SOURCE MATERIAL section start
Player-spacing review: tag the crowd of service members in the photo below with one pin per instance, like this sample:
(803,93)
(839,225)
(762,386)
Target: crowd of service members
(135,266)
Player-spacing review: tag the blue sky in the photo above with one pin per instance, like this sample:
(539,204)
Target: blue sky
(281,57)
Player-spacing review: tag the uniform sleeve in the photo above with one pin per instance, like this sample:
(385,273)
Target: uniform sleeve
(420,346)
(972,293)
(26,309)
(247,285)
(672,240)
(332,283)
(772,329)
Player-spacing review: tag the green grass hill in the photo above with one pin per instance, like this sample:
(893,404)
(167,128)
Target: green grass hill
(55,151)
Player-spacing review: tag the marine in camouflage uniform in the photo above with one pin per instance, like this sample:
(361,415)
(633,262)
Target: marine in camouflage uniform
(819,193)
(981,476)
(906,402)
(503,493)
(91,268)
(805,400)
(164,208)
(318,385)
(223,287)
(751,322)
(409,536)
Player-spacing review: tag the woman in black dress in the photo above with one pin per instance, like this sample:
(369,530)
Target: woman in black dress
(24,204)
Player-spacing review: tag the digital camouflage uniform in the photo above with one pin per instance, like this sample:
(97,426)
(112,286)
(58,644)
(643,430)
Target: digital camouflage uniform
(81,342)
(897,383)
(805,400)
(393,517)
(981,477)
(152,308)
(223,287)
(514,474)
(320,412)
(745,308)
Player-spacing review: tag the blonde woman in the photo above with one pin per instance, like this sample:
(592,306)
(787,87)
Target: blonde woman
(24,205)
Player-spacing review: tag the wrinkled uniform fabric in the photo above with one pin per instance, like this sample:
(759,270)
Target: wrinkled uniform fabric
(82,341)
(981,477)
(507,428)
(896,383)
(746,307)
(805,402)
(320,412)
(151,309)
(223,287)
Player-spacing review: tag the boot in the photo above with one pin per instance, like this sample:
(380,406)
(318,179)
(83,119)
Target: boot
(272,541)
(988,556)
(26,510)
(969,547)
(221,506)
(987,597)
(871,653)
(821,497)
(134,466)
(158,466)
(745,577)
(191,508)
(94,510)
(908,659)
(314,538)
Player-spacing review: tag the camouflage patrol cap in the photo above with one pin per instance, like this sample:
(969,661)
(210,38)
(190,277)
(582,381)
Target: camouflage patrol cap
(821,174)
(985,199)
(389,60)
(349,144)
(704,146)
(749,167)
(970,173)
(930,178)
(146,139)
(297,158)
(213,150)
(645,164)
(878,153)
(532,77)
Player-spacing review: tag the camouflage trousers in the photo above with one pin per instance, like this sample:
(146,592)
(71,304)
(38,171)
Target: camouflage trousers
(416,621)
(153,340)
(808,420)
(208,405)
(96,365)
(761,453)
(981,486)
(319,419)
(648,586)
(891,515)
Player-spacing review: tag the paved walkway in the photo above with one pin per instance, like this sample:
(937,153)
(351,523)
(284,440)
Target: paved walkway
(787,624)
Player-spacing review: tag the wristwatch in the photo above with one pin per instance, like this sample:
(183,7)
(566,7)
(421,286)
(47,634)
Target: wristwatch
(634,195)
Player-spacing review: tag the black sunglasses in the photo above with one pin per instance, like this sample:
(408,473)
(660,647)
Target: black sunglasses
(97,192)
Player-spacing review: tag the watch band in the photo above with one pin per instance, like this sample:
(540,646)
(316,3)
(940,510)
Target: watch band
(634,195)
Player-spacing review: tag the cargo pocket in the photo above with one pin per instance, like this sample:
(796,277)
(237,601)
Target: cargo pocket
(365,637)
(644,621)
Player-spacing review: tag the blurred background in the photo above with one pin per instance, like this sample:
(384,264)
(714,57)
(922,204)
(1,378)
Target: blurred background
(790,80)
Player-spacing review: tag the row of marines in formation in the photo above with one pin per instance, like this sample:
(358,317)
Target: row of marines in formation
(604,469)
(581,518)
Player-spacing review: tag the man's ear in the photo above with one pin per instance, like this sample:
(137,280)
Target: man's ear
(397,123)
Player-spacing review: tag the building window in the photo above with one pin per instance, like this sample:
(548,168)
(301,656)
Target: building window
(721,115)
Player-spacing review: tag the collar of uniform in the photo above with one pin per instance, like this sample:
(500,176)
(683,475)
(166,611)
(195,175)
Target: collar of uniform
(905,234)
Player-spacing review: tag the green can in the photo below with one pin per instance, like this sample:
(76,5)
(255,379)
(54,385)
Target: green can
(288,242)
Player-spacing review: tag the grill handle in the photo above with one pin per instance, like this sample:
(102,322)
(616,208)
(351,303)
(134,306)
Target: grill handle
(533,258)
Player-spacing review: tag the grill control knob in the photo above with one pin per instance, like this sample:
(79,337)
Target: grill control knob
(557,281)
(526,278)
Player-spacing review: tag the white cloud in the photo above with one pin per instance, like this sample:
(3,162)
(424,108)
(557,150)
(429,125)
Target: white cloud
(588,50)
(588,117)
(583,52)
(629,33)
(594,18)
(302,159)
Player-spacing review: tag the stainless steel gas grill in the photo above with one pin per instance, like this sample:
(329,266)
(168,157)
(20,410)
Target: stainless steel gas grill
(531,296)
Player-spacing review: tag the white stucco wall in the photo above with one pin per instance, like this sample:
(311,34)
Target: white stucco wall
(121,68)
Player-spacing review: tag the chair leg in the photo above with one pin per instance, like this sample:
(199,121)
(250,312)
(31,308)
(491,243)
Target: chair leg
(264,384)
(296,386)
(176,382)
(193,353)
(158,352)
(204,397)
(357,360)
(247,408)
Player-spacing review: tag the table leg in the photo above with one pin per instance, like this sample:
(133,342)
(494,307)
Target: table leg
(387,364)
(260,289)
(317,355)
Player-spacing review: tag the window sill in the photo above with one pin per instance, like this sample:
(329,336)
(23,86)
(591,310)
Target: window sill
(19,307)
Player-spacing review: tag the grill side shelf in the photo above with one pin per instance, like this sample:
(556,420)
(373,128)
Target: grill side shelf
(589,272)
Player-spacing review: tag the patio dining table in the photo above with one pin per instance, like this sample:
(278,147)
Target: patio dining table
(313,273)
SOURCE MATERIAL section end
WHAT TO DO — All of the material above is to be retyped word for word.

RESULT OF THE EXERCISE —
Player-spacing review: tag the crowd of service members in the photo below with one pin per instance, like this sample:
(803,93)
(839,225)
(762,386)
Target: crowd of service members
(135,266)
Player-spacing review: tag the blue sky in the photo above with one pin per instance, like this sample:
(539,204)
Target: blue sky
(281,57)
Player-spacing review: tag the uniform sleeve in the photo above with one pin per instance, like this sample:
(385,273)
Target: uniform sleeve
(420,346)
(972,293)
(26,309)
(247,285)
(672,240)
(332,283)
(772,329)
Player-spacing review: tag the green grass hill in the photo above with one pin per instance, like this sample:
(893,404)
(167,128)
Target: green grass hill
(55,151)
Player-spacing review: tag the marine in camouflage uniform in the photo above with one pin per instance, like this sample:
(361,415)
(633,262)
Target: marine in camouflage uniform
(819,193)
(981,476)
(906,402)
(503,493)
(91,268)
(805,400)
(164,208)
(318,385)
(223,287)
(751,322)
(409,536)
Player-spacing review: tag the woman in black dress in the photo above with one pin per instance, like this sample:
(369,530)
Target: woman in black dress
(24,204)
Player-spacing review: tag the digital camouflage uniform in the photo above with one pin per instance, like this sample:
(97,426)
(112,286)
(58,644)
(643,430)
Target: digital camouflage uniform
(81,342)
(897,383)
(805,400)
(393,517)
(981,477)
(152,308)
(223,287)
(514,474)
(320,412)
(745,308)
Player-spacing review: tag the blonde woman in the photo above with one pin per instance, like this sample:
(592,306)
(787,87)
Target: blonde woman
(24,205)
Player-spacing review: tag the wrinkled uniform fabric in the photo above with one pin per instance, like this sample:
(759,270)
Target: wrinkled uniform fabric
(82,341)
(981,477)
(507,428)
(896,383)
(746,307)
(805,402)
(320,412)
(151,309)
(223,287)
Player-spacing review: tag the boot in the photo above with one pin per instance, like this sample:
(380,406)
(318,179)
(83,119)
Target: boot
(272,541)
(988,556)
(26,510)
(969,547)
(221,506)
(987,597)
(871,653)
(821,497)
(134,466)
(158,466)
(745,577)
(191,508)
(94,510)
(908,659)
(314,538)
Player-spacing review: tag the camouflage patrol cap in the photo above with one pin per instance, like this sample:
(969,661)
(210,38)
(190,277)
(582,381)
Target: camouflage patrol cap
(821,174)
(985,199)
(389,60)
(349,144)
(704,146)
(749,167)
(970,173)
(930,178)
(146,139)
(297,158)
(213,150)
(645,164)
(878,153)
(532,77)
Player-spacing review: tag the camouflage trousers in the photo above with one pin per instance, like this sample:
(146,592)
(71,304)
(38,171)
Target: camouflage trousers
(416,621)
(153,340)
(808,420)
(208,405)
(96,365)
(761,453)
(981,486)
(319,419)
(648,586)
(891,515)
Player-spacing review: tag the paved walkway in the photo above with one pin per instance, like this sample:
(937,153)
(351,523)
(284,440)
Target: paved walkway
(787,624)
Player-spacing review: tag the wristwatch in the photo above with one pin per instance, like this sample:
(183,7)
(566,7)
(421,286)
(47,634)
Target: wristwatch
(634,195)
Player-spacing review: tag the black sunglasses in the photo above with one pin per instance, like this sample:
(408,473)
(660,647)
Target: black sunglasses
(97,192)
Player-spacing review: tag the watch band in the photo above with one pin per instance, like this sample:
(540,646)
(316,3)
(940,510)
Target: watch band
(634,195)
Player-spacing review: tag the cargo pocket in the photo above with one pin per instance, like this sample:
(796,277)
(237,601)
Target: cargo pocket
(365,637)
(644,621)
Player-spacing review: tag the blurred background in the photo above with one pin per instance, like this sample:
(384,264)
(714,57)
(922,204)
(1,378)
Target: blurred background
(790,80)
Player-spacing review: tag the row of marines in formation in the photo above with one pin per instance, like this sample:
(358,317)
Target: row of marines in formation
(604,469)
(581,518)
Player-spacing review: tag the man's ear in the photo above with one pin per instance, like this sample:
(137,280)
Target: man's ear
(397,123)
Player-spacing review: tag the building window in the photo above with one pin per instance, like this sample:
(548,168)
(301,656)
Target: building window
(721,115)
Player-spacing review: tag the collar of uniform in the photo above with one pin per instance, like this sample:
(500,176)
(683,475)
(166,611)
(195,175)
Target: collar of uniform
(905,234)
Player-spacing review: tag the green can in the photo below with one pin per instance, like this sample:
(76,5)
(255,379)
(54,385)
Target: green can
(288,242)
Player-spacing review: tag the grill handle in the photo above with one pin per instance, like this sample:
(102,322)
(616,208)
(351,303)
(134,306)
Target: grill handle
(533,258)
Player-spacing review: tag the grill control knob in the photo above with one pin per instance, like this sample:
(79,337)
Target: grill control knob
(557,281)
(526,278)
Player-spacing review: tag the white cloud in the photo above with one pin per instance, like this sample:
(3,162)
(424,108)
(557,150)
(429,125)
Target: white cloud
(588,50)
(588,117)
(583,52)
(629,33)
(594,18)
(302,159)
Player-spacing review: tag the stainless steel gas grill in the photo above with one pin per instance, like this sample:
(329,266)
(168,157)
(20,410)
Target: stainless steel gas grill
(531,296)
Player-spacing review: tag the white stucco wall in the photo above with one pin per instance, like this sample:
(311,34)
Target: white stucco wall
(121,68)
Player-spacing review: tag the chair leg in the photo above with one pin per instance, like this sample:
(199,121)
(250,312)
(31,308)
(491,243)
Target: chair leg
(264,384)
(296,386)
(176,382)
(193,353)
(158,352)
(204,397)
(357,360)
(247,408)
Player-spacing review: tag the table leg in the photo above with one pin per instance, like this sample:
(133,342)
(494,307)
Target: table leg
(387,364)
(260,289)
(317,355)
Player-spacing review: tag the window sill in the photo above with one pin per instance, like this sample:
(329,336)
(23,86)
(591,310)
Target: window sill
(19,307)
Player-spacing review: tag the grill side shelf in the photo above with one pin per instance, like this sample:
(556,420)
(373,128)
Target: grill side shelf
(589,272)
Player-spacing review: tag the patio dining table in the photo above with one pin per instance, like this sample:
(278,147)
Target: patio dining table
(313,273)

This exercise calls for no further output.